■ WHAT TO WORK ON: Please restate every entry exactly. Leave out the pictures.
▬▬▬▬▬▬▬▬▬▬
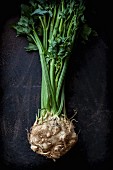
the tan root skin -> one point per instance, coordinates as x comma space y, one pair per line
52, 138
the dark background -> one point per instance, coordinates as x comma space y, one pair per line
89, 89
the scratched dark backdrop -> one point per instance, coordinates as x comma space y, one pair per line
89, 89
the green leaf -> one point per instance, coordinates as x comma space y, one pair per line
41, 12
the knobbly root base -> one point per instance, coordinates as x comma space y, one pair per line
53, 137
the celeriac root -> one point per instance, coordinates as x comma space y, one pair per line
52, 137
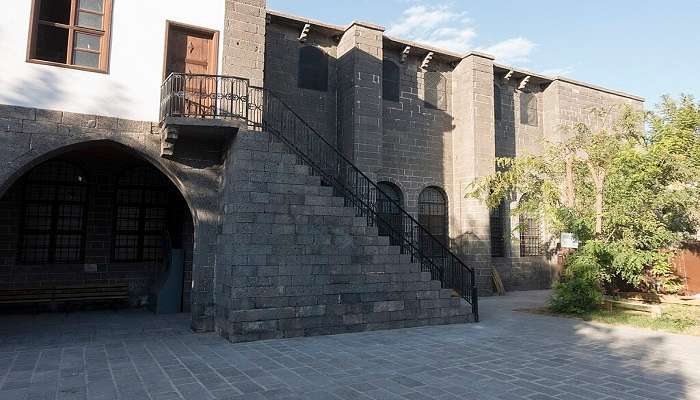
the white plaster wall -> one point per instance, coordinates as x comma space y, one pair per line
131, 89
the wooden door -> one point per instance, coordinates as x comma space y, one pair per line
193, 51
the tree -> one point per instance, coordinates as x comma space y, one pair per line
630, 193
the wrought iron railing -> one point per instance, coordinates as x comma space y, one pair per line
206, 96
264, 110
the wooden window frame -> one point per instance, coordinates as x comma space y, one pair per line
72, 27
214, 52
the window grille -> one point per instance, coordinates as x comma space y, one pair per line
528, 109
530, 236
391, 223
432, 214
497, 227
141, 215
391, 77
497, 103
313, 69
435, 90
54, 214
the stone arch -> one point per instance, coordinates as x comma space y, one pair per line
433, 215
196, 181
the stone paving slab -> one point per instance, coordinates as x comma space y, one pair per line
509, 355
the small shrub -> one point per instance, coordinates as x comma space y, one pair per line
579, 290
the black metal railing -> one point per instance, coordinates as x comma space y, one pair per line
263, 110
205, 96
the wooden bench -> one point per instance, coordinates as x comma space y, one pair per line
65, 294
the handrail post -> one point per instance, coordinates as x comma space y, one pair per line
475, 301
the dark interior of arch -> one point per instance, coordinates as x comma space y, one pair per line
95, 215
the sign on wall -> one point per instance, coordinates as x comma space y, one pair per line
568, 241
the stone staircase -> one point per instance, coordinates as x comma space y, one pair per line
297, 261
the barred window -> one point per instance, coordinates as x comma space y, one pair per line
71, 33
390, 223
497, 227
530, 236
141, 215
391, 76
53, 219
528, 109
435, 90
497, 103
432, 214
313, 69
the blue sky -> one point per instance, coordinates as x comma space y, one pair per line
644, 47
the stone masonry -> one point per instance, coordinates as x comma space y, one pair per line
273, 252
299, 262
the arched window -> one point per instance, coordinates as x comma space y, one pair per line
497, 103
53, 220
141, 215
313, 69
391, 221
530, 236
435, 90
391, 77
432, 214
528, 109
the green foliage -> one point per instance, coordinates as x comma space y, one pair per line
579, 290
647, 183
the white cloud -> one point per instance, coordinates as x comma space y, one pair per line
564, 71
440, 26
445, 27
515, 50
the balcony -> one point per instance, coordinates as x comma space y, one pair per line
199, 113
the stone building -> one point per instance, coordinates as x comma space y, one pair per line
312, 174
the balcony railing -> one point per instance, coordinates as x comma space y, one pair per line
206, 96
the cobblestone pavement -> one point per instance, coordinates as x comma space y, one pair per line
509, 355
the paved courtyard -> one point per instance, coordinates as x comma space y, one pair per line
509, 355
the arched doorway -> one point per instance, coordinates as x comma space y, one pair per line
390, 219
94, 216
432, 214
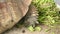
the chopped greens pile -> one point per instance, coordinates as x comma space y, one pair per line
49, 14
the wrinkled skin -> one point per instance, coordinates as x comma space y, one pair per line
11, 11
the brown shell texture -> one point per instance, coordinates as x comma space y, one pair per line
11, 11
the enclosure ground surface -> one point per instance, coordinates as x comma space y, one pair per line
20, 30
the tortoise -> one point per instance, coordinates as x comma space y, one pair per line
12, 11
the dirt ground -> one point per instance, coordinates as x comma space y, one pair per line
24, 30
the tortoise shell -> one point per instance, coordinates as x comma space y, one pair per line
11, 11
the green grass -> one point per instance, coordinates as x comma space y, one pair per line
49, 14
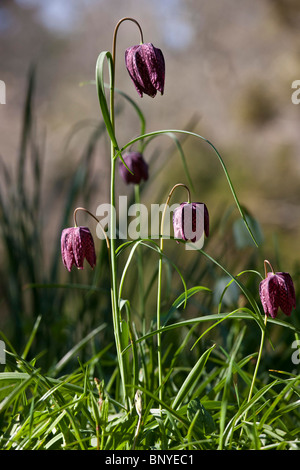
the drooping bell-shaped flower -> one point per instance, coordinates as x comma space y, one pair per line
146, 67
277, 291
190, 220
136, 163
77, 244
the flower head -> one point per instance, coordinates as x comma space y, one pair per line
146, 67
277, 291
76, 244
189, 221
138, 166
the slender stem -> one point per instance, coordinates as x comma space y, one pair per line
114, 295
263, 334
140, 265
266, 268
158, 311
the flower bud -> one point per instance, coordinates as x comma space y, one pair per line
277, 291
146, 67
189, 221
77, 244
138, 166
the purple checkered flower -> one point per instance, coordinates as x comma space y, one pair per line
277, 291
138, 166
188, 221
146, 67
77, 244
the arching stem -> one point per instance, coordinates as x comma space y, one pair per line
158, 311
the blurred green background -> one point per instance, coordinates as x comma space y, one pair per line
229, 70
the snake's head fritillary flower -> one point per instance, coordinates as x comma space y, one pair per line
277, 291
146, 67
136, 163
190, 220
77, 244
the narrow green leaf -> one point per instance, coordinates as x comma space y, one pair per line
191, 379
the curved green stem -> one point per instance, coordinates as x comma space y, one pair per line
179, 131
158, 309
114, 148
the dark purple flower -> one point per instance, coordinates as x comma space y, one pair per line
76, 244
277, 291
138, 166
146, 67
189, 221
▬▬▬▬▬▬▬▬▬▬
■ RESULT OF THE TASK:
the tan root skin -> one point per instance, coordinates as x comma space y, one pair per line
52, 138
the dark background -> one point per instance, coordinates as x comma space y, one pair per line
89, 89
the scratched dark backdrop -> one point per instance, coordinates as x comma space y, one pair per line
89, 89
the green leaf -> one point per instance, coordinates as x comma space y, one pair per line
41, 12
the knobbly root base -> one point per instance, coordinates as x comma space y, one pair per line
53, 137
the celeriac root -> one point per instance, coordinates as x comma space y, one pair per line
52, 137
the white plaster wall -> one point per instance, coordinates as x comma space y, one pair per line
131, 89
the wooden door -> one point per instance, coordinates as x comma space y, one pair per line
193, 51
the tree -> one point per instance, coordinates as x comma space y, one pair per line
630, 193
the wrought iron railing -> one point per instance, coordinates as x comma space y, one pair per line
206, 96
264, 110
the wooden window frame -> one point per instance, coordinates as x comma space y, one pair per line
72, 27
214, 52
the window grille -> one point per instance, coordinates as x comma space y, one pair per line
528, 109
530, 236
391, 223
432, 214
497, 227
141, 215
391, 77
497, 103
313, 69
435, 90
54, 214
the stone arch -> one point per instance, coordinates as x comma space y, one pair per line
433, 215
196, 181
the stone paving slab -> one point per instance, coordinates as x comma space y, one pair per line
509, 355
the small shrub -> one point per instance, coordinates as x comma space y, one pair per line
579, 290
the black metal railing -> one point per instance, coordinates as x comma space y, one pair per line
263, 110
205, 96
the wooden bench -> one point per instance, coordinates as x comma space y, one pair per line
65, 294
the handrail post -> one point per instance, coordinates as x comma space y, one pair per line
475, 301
the dark interior of arch -> one point per instance, coordinates as x comma space y, one pair per line
95, 215
the sign on wall -> one point per instance, coordinates as x comma space y, one pair per line
568, 241
the stone staircase -> one point per instance, coordinates as x comma space y, one pair per line
297, 261
the barred window -> one point per instance, coordinates as x comma space y, one pair per line
71, 33
390, 223
497, 227
530, 236
141, 215
391, 76
53, 219
528, 109
435, 90
497, 103
432, 214
313, 69
the blue sky -> one point per instance, coordinates as x comma space y, one pair per line
644, 47
the stone masonry -> one point per instance, coordinates as x comma space y, one pair per line
273, 252
299, 262
the arched window -> one point per instance, coordinates as x comma space y, one pair per line
497, 103
53, 220
141, 215
313, 69
391, 221
530, 236
435, 90
391, 77
432, 214
528, 109
the green foliage -> one point per instance, coordinates as x comma space y, one pair per line
579, 290
647, 183
the white cloud -> one point per instance, coordinates as x comma space y, one pair per line
564, 71
440, 26
445, 27
515, 50
the balcony -> one point per instance, coordinates as x comma space y, one pair per line
199, 113
the stone building -> one point per instance, coordinates as x comma space y, one pair per line
312, 174
the balcony railing -> one point per instance, coordinates as x comma space y, one pair per line
206, 96
the cobblestone pavement -> one point per instance, coordinates as x comma space y, one pair per line
509, 355
the paved courtyard -> one point per instance, coordinates as x comma space y, one pair per line
509, 355
the arched doorway -> one point per instance, coordinates as x comma space y, one pair per line
390, 219
94, 216
432, 214
the chopped greens pile -> one point per instance, coordinates as x comma space y, one pair per line
49, 14
the wrinkled skin -> one point per instance, coordinates as x comma space y, one pair per line
11, 11
the brown shell texture -> one point per instance, coordinates as x comma space y, one pair per line
11, 11
the enclosure ground surface -> one point per instance, coordinates as x comma space y, one pair per line
20, 30
the tortoise -> one point per instance, coordinates as x comma space y, one pair per line
12, 11
the dirt ground -> one point per instance, coordinates as x comma space y, one pair per line
24, 30
the tortoise shell -> one point per instance, coordinates as x comma space y, one pair per line
11, 11
the green grass -> one point per instance, coordinates as x comma space y, one pair per line
49, 14
the drooping bell-shaped flower -> one point per instance, coordinates as x comma space y, one pair per line
146, 67
277, 291
190, 220
136, 163
77, 244
the flower head -> one point per instance, coordinates as x comma space y, one pair per line
146, 67
277, 291
76, 244
189, 221
138, 166
the slender stem -> one point per instance, coordinates as x comma space y, one pair per line
114, 295
263, 334
140, 265
266, 268
158, 311
the flower bud -> one point per instance, coordinates as x comma space y, one pair per line
277, 291
146, 67
189, 221
77, 244
138, 166
the purple checkered flower -> one point per instance, coordinates as x comma space y, one pair per line
277, 291
138, 166
188, 221
146, 67
77, 244
the arching stem -> one point per instance, coordinates as x comma space y, one pair per line
158, 311
the blurred green background -> one point per instance, coordinates as x comma space y, one pair per line
229, 70
the snake's head fritillary flower -> one point per instance, coordinates as x comma space y, one pair per line
277, 291
146, 67
136, 163
190, 220
77, 244
the narrow green leaf -> one point per instance, coordinates as x comma space y, one pair per line
191, 379
the curved green stem -> one point per instance, coordinates as x comma space y, one pair per line
179, 131
158, 309
114, 148
the dark purple flower -> one point per instance, coordinates as x comma space y, one pair per line
76, 244
277, 291
138, 166
146, 67
189, 221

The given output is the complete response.